** Listed records follows **

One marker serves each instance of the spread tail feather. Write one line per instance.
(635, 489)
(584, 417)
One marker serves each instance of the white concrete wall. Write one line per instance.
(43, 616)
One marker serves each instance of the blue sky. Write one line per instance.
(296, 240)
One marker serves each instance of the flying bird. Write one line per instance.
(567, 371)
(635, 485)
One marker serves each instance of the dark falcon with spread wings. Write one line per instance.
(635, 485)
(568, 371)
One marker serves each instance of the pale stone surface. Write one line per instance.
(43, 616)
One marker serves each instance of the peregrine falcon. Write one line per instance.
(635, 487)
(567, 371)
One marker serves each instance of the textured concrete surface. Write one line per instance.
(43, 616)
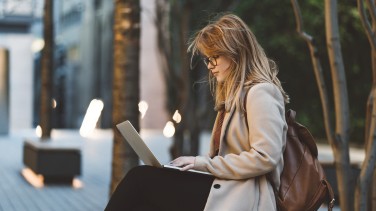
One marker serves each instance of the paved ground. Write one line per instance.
(18, 195)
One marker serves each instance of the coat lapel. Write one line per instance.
(225, 124)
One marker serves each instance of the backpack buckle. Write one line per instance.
(331, 203)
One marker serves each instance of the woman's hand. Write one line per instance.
(186, 162)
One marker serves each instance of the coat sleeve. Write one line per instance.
(266, 125)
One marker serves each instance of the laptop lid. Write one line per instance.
(134, 139)
(142, 150)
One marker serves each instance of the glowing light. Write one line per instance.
(169, 129)
(143, 107)
(176, 117)
(38, 131)
(35, 180)
(91, 117)
(37, 45)
(54, 103)
(76, 183)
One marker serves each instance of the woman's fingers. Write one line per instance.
(187, 167)
(187, 162)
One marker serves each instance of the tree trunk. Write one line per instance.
(126, 88)
(47, 71)
(340, 146)
(368, 167)
(317, 68)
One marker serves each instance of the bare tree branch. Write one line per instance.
(366, 24)
(372, 9)
(317, 70)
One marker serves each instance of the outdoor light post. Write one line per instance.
(4, 91)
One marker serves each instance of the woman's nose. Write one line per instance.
(210, 66)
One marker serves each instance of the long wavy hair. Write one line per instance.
(229, 36)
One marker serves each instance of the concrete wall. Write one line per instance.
(153, 87)
(20, 79)
(4, 91)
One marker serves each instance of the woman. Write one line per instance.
(247, 141)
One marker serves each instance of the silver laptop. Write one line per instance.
(142, 150)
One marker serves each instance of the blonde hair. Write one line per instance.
(229, 36)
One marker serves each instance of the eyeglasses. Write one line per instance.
(211, 60)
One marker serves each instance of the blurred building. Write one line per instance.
(83, 62)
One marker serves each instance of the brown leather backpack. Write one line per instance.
(303, 183)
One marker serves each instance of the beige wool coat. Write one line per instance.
(247, 153)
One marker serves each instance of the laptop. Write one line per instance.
(142, 150)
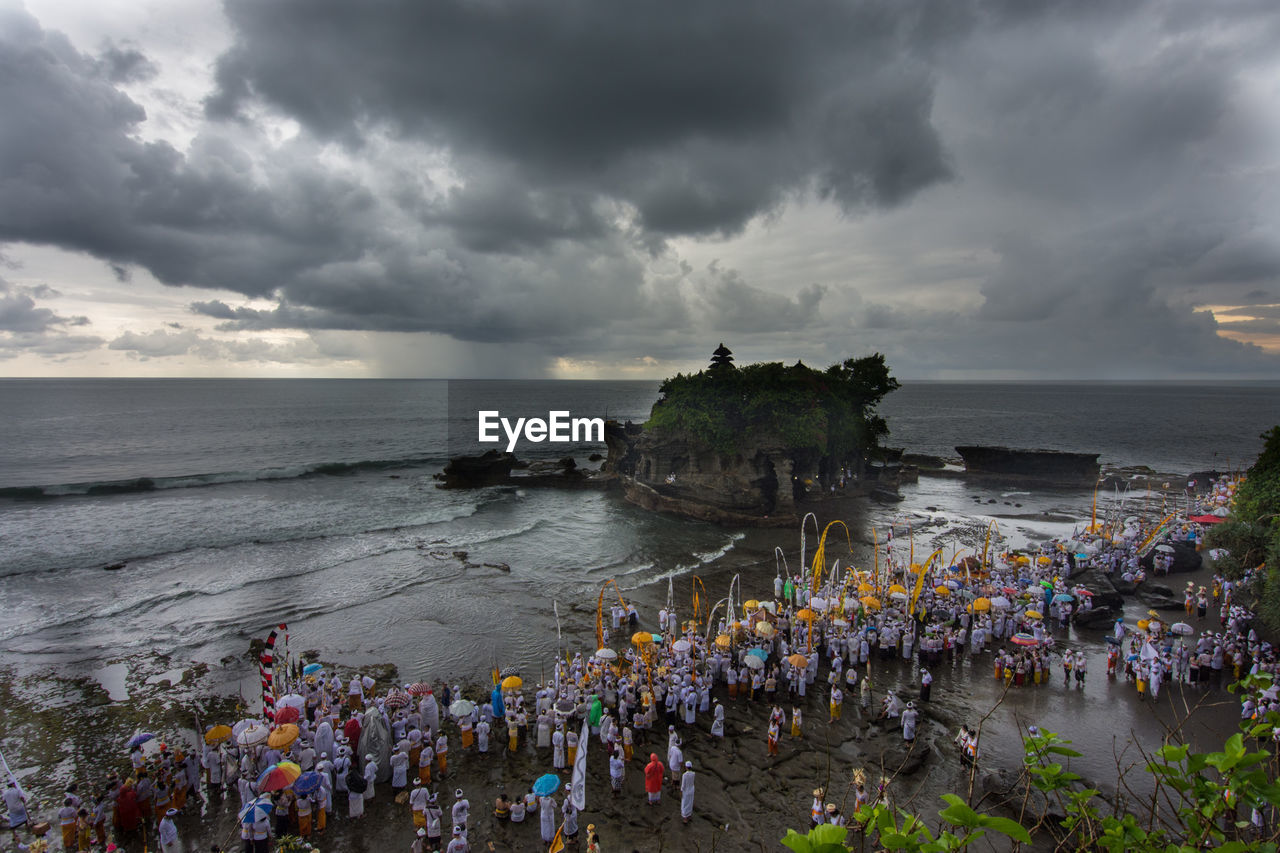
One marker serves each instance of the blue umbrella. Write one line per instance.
(256, 810)
(307, 783)
(547, 785)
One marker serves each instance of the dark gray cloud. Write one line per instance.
(1065, 181)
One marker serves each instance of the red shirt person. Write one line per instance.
(653, 774)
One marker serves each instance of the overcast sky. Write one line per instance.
(1011, 188)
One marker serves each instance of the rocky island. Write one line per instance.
(746, 445)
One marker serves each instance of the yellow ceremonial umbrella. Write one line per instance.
(282, 737)
(218, 734)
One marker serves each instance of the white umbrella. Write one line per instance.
(254, 735)
(292, 701)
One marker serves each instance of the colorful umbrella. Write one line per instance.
(256, 810)
(307, 783)
(282, 737)
(278, 776)
(218, 734)
(287, 714)
(547, 785)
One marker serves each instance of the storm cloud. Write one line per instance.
(1057, 186)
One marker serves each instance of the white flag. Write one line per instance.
(579, 785)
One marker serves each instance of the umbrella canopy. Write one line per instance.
(218, 734)
(278, 776)
(282, 737)
(254, 735)
(547, 785)
(256, 810)
(307, 783)
(291, 699)
(287, 715)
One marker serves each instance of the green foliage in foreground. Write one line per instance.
(1200, 801)
(828, 413)
(1253, 533)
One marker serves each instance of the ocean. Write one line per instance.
(234, 505)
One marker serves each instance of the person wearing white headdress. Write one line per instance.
(686, 793)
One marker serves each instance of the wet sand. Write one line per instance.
(62, 729)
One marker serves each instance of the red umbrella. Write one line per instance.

** End of Listed records **

What you need to do >>
Would you please repeat the entries above verbatim, excluding each picture?

Exercise response >>
One marker serves each instance of the spread tail feather. Write one line per instance.
(635, 489)
(584, 417)
One marker serves each instance of the white concrete wall. Write one line per instance.
(43, 616)
One marker serves each instance of the blue sky. Write one line per instance.
(296, 240)
One marker serves each instance of the flying bird. Write one line per instance.
(567, 371)
(635, 485)
One marker serves each instance of the dark falcon with spread wings. Write one line per instance.
(635, 485)
(568, 371)
One marker serves each instance of the pale stone surface. Write one line per instance.
(43, 616)
One marker serves each instance of the peregrine falcon. Write one line per instance.
(635, 487)
(567, 371)
One marker serves each instance of the textured concrete surface. Write one line per instance.
(43, 616)
One marker serves each instance of the paved ground. Write one line per instance.
(18, 195)
One marker serves each instance of the coat lapel. Write one line per instance.
(225, 124)
One marker serves each instance of the backpack buckle. Write one line per instance.
(331, 203)
One marker serves each instance of the woman's hand. Write one line per instance.
(186, 162)
One marker serves each instance of the coat sleeve. Write one line per instance.
(266, 125)
One marker serves each instance of the laptop lid. Write one line per instance.
(134, 139)
(142, 150)
One marker serves each instance of the glowing light. Write one line per instance.
(169, 129)
(143, 107)
(176, 117)
(38, 131)
(35, 180)
(91, 117)
(37, 45)
(54, 103)
(76, 183)
One marker serves each instance of the woman's fingers. Write one line per instance.
(187, 167)
(187, 162)
One marker serves each instance of the tree trunk. Write one line per instance.
(126, 88)
(47, 71)
(340, 146)
(368, 167)
(317, 68)
One marker serves each instance of the bare tree branch. Write one line per instance.
(366, 24)
(372, 9)
(317, 70)
One marker serves each instance of the outdoor light post. Write one line per instance.
(4, 91)
One marker serves each instance of the woman's nose. Write one line per instance.
(210, 66)
One marker serves each instance of the long wavy hair. Write one line per instance.
(229, 36)
One marker serves each instance of the concrete wall. Write one line per instance.
(153, 87)
(20, 79)
(4, 91)
One marker serves each instance of the woman. Write one line per instance.
(247, 141)
One marker serves each instance of the silver laptop. Write one line per instance.
(142, 150)
One marker serves each instance of the blonde hair. Write one line per instance.
(229, 36)
One marker serves each instance of the eyeglasses. Write one line per instance.
(211, 60)
One marker serves each instance of the blurred building. Write one line per instance.
(83, 62)
One marker serves each instance of the brown leather backpack. Write one line per instance.
(303, 183)
One marker serves each instance of the beige wool coat. Write one line per instance.
(247, 153)
One marker serves each instance of the laptop. Write one line per instance.
(142, 150)
One marker serves each instance of the blue umbrella. Write one line per instance.
(256, 810)
(307, 783)
(547, 785)
One marker serves each instance of the dark gray cloud. Write one line per instance.
(1065, 181)
One marker serves each instance of the red shirt person. Write one line per instance.
(653, 774)
One marker serves each instance of the overcast sky. Write one line per instance.
(1011, 188)
One marker serves each instance of the rocky island. Write one line per instance.
(746, 445)
One marker serves each instance of the yellow ceremonial umbrella. Write one line per instance.
(282, 737)
(218, 734)
One marker serves each instance of the white umbrella. Write one line per instance.
(254, 735)
(292, 701)
One marker serves each instance of the colorful umbrella. Write one line per instance.
(256, 810)
(307, 783)
(282, 737)
(278, 776)
(218, 734)
(287, 714)
(547, 785)
One marker serves each instance of the storm cloud. Write one line per instance.
(1057, 186)
One marker serves each instance of the white flag. Write one line per instance.
(579, 785)
One marker serves each instance of the umbrella canopy. Write one line per instance.
(218, 734)
(278, 776)
(282, 737)
(254, 735)
(547, 785)
(256, 810)
(307, 783)
(291, 699)
(287, 715)
One marker serves each instance of the green foliage in foreground. Write one line per instance.
(1200, 801)
(828, 413)
(1253, 533)
One marker serves each instance of the ocean. Write one line per instance.
(234, 505)
One marker serves each instance of the person wearing white headdress. Write one line per instance.
(686, 793)
One marker serves each instance of the wet sand. Write one line per instance.
(62, 729)
One marker serves each instance of the red umbrella. Write one line per instance.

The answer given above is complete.